>>

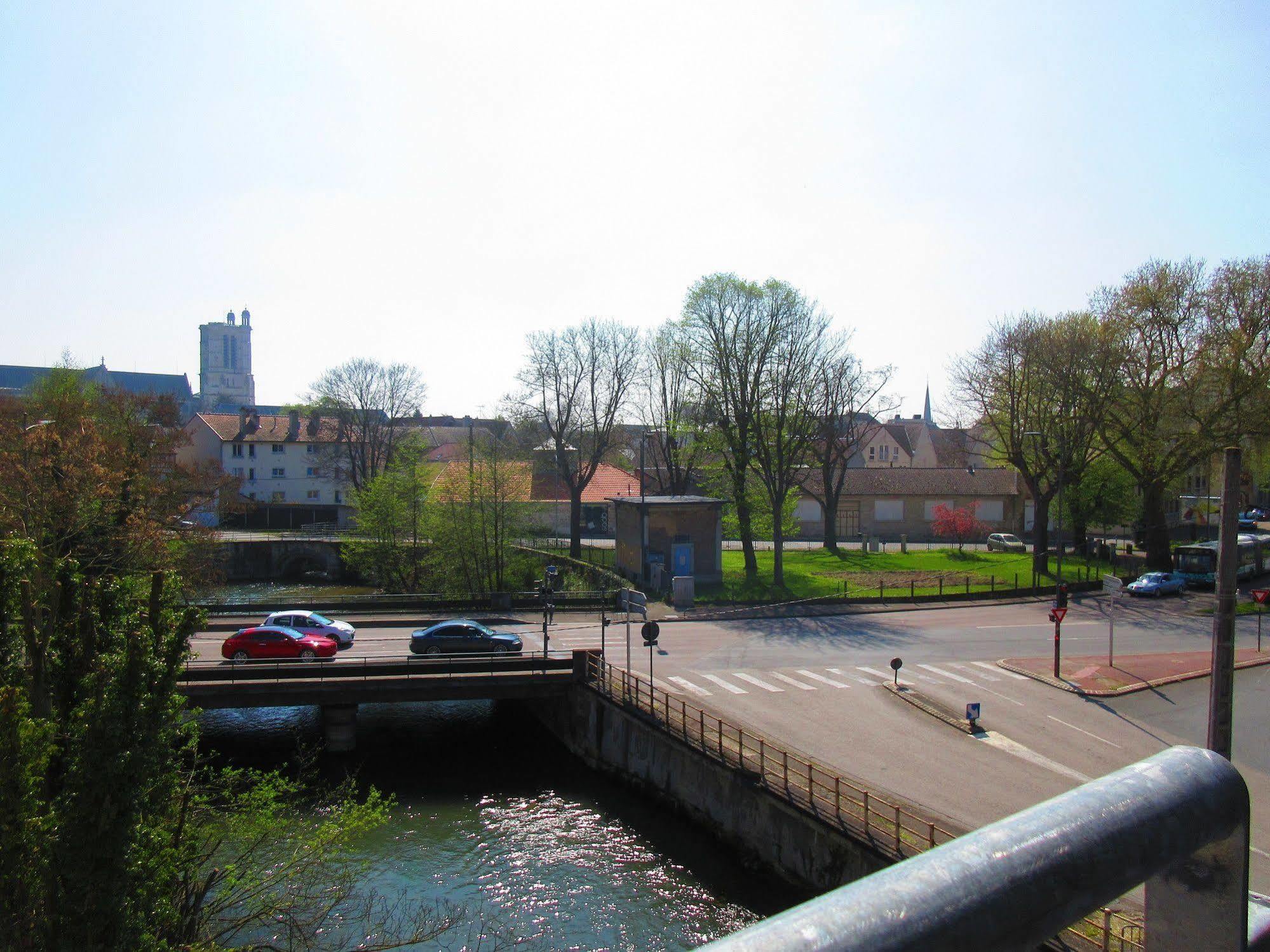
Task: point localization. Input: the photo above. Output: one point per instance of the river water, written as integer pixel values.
(494, 817)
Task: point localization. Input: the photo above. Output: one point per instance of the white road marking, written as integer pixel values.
(977, 674)
(724, 685)
(1000, 671)
(690, 686)
(1083, 732)
(881, 674)
(790, 681)
(1038, 625)
(760, 682)
(854, 677)
(821, 678)
(1011, 747)
(945, 674)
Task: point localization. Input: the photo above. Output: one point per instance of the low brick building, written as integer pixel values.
(901, 502)
(684, 536)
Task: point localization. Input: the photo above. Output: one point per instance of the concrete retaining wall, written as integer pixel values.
(808, 852)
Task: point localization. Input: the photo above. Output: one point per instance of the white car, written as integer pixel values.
(314, 624)
(1005, 542)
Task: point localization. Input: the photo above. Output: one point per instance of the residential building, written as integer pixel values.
(282, 464)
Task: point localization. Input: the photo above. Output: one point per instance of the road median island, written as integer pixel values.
(1093, 677)
(933, 707)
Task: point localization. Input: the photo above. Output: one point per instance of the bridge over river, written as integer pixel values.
(338, 687)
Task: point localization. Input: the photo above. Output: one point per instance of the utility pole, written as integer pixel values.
(1221, 700)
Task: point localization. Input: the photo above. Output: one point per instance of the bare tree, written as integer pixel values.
(848, 405)
(734, 345)
(670, 410)
(365, 398)
(573, 389)
(1192, 373)
(1039, 387)
(788, 420)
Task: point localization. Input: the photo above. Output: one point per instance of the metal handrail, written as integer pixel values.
(1178, 822)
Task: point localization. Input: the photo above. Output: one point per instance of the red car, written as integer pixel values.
(274, 643)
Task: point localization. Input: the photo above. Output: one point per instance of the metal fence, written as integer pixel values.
(893, 828)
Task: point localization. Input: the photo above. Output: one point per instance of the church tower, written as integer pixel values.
(225, 380)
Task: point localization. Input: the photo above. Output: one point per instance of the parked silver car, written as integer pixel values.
(314, 624)
(1005, 542)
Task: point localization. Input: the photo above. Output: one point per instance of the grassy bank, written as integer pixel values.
(854, 574)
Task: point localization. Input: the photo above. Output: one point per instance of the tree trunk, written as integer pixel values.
(576, 525)
(1160, 556)
(778, 545)
(1041, 533)
(743, 523)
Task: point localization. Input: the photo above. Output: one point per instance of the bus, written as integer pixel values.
(1198, 563)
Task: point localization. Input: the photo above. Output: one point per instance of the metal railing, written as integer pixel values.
(1178, 822)
(893, 828)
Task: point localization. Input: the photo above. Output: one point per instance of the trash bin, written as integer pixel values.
(685, 591)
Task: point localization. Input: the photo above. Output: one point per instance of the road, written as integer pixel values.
(814, 685)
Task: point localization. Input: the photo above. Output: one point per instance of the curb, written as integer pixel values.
(922, 704)
(1128, 688)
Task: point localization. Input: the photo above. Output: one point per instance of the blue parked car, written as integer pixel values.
(1158, 584)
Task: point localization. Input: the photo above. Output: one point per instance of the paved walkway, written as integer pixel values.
(1093, 676)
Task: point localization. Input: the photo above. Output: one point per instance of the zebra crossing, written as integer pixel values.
(775, 682)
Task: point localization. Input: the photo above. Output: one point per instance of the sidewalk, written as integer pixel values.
(1091, 676)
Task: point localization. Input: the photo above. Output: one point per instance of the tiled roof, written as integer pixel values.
(272, 429)
(910, 481)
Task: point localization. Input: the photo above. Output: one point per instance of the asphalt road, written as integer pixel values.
(814, 685)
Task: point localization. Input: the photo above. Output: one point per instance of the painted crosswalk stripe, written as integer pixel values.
(724, 685)
(882, 674)
(821, 678)
(760, 682)
(854, 677)
(790, 681)
(690, 686)
(945, 674)
(977, 674)
(1000, 671)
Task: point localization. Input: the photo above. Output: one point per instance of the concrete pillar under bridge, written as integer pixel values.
(339, 728)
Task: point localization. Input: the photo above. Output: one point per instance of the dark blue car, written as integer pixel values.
(464, 636)
(1158, 584)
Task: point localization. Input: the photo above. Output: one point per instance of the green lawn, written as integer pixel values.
(818, 574)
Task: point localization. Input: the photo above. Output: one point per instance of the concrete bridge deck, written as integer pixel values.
(349, 682)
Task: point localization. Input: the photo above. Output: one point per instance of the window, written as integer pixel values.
(889, 511)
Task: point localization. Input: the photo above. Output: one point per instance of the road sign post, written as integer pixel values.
(1259, 596)
(1112, 584)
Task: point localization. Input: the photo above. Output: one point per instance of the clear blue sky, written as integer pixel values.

<<

* [問題]
上のレコードを全行、1行を1つの文字列とするJSONリストに変換せよ。空行と画像は含めないこと。

* [正解]
[
  "Task: point localization. Input: the photo above. Output: one point per instance of the river water, written as integer pixel values.",
  "(494, 817)",
  "Task: point localization. Input: the photo above. Output: one point per instance of the white road marking, written as integer pixel values.",
  "(977, 674)",
  "(724, 685)",
  "(1000, 671)",
  "(690, 686)",
  "(1083, 732)",
  "(881, 674)",
  "(790, 681)",
  "(1038, 625)",
  "(760, 682)",
  "(854, 677)",
  "(821, 678)",
  "(1011, 747)",
  "(945, 674)",
  "Task: point localization. Input: the photo above. Output: one point per instance of the low brick building, written as integer pixel values.",
  "(901, 502)",
  "(684, 536)",
  "Task: point localization. Input: the photo above. Output: one point per instance of the concrete retaining wall, written as integer pixel values.",
  "(808, 852)",
  "Task: point localization. Input: the photo above. Output: one point per instance of the white car, written as integer pixel values.",
  "(314, 624)",
  "(1005, 542)",
  "Task: point localization. Input: the photo above. Output: one point per instance of the residential building, written as integer pixel values.",
  "(282, 464)",
  "Task: point localization. Input: the photo above. Output: one point per instance of the road median island, written as integer pixel values.",
  "(1093, 677)",
  "(933, 707)",
  "Task: point localization. Input: the photo above. Output: one point per instance of the bridge over river, written as integer pixel values.",
  "(338, 687)",
  "Task: point localization. Input: the photo above. Output: one point per instance of the utility pole, written as integer pixel values.",
  "(1221, 700)",
  "Task: point localization. Input: the photo above. Output: one point per instance of the bare tree, written as integer pixel values.",
  "(848, 405)",
  "(734, 345)",
  "(670, 410)",
  "(365, 398)",
  "(573, 389)",
  "(1192, 373)",
  "(1039, 387)",
  "(788, 420)",
  "Task: point localization. Input: the photo above. Output: one point per instance of the metal handrail, written as integer pixel values.",
  "(1178, 822)",
  "Task: point localization. Input: the photo above. Output: one point per instance of the red car, written as integer pixel values.",
  "(274, 643)",
  "Task: point localization. Input: the photo above. Output: one point per instance of the metal fence, written as integer pixel values.",
  "(893, 828)",
  "Task: point localization. Input: the photo above. Output: one point per instance of the church tower, written as integer pixel values.",
  "(225, 380)",
  "Task: point localization. Input: the photo above. Output: one point per instance of the parked silver car, written as integer pixel values.",
  "(314, 624)",
  "(1005, 542)",
  "Task: point localization. Input: the photo above. Output: one point per instance of the grassy bank, written as integer pixel values.",
  "(854, 574)",
  "Task: point localization. Input: the photo above. Output: one point per instance of the tree trunk, written as integer pixel values.",
  "(576, 525)",
  "(1160, 556)",
  "(778, 545)",
  "(1041, 533)",
  "(743, 523)",
  "Task: point localization. Input: the photo above. Output: one point per instance of the bus, written as integer pixel values.",
  "(1198, 563)",
  "Task: point localization. Input: the photo above. Output: one point per instance of the metal railing, written as integer pixel values.",
  "(1178, 822)",
  "(893, 828)",
  "Task: point localization. Input: the photo above. Output: one point per instance of the trash bin, written as integer pixel values.",
  "(685, 591)",
  "Task: point localization. Input: the photo above. Output: one point per instance of the road, written as integer pixel values.",
  "(814, 685)",
  "Task: point localization. Input: the photo above. Output: one point per instance of the curb, written as integer pixel values.",
  "(922, 704)",
  "(1128, 688)",
  "Task: point localization. Input: the photo above. Output: one point per instance of the blue parked car, written as integer pixel values.",
  "(1158, 584)",
  "Task: point localization. Input: the photo above. Output: one point per instance of the paved walkway, written as integer pixel values.",
  "(1093, 676)",
  "Task: point localization. Input: the photo above. Output: one point per instance of the zebra crossing, written as integer pixel values.",
  "(775, 682)",
  "Task: point localization. Input: the photo above. Output: one point per instance of the sidewalk, written as integer pixel values.",
  "(1091, 676)",
  "Task: point localization. Input: the photo above. Output: one point per instance of the tiled roof, written as integer pixel values.",
  "(272, 429)",
  "(910, 481)",
  "Task: point localization. Input: the photo above. Output: one point per instance of the asphalt road, written as integer pixel values.",
  "(814, 685)",
  "Task: point localization. Input: the photo above. Output: one point per instance of the painted crosswalk stripe, written as integer pixel values.",
  "(724, 685)",
  "(882, 674)",
  "(821, 678)",
  "(760, 682)",
  "(854, 677)",
  "(790, 681)",
  "(690, 686)",
  "(945, 674)",
  "(977, 674)",
  "(1000, 671)",
  "Task: point localization. Input: the photo above. Output: one point per instance of the concrete pillar under bridge, written as integer pixel values.",
  "(339, 728)",
  "Task: point localization. Input: the photo above. Output: one point per instance of the dark blue car, written as integer pixel values.",
  "(464, 636)",
  "(1158, 584)",
  "Task: point localization. Input: the photo above. Output: one point per instance of the green lawn, written as integer pixel values.",
  "(818, 574)",
  "Task: point localization. Input: the photo above. Output: one point per instance of the concrete bridge deck, written as integer pixel values.",
  "(349, 682)",
  "Task: point localization. Input: the photo above. Output: one point per instance of the window, written as integer pixel values.",
  "(889, 511)",
  "Task: point localization. Input: the photo above. Output: one point per instance of the road sign post, written as integer pixel values.",
  "(1259, 596)",
  "(1112, 584)",
  "Task: point localization. Input: the photo above. Output: one point per instance of the clear blue sky, written as integer pixel values."
]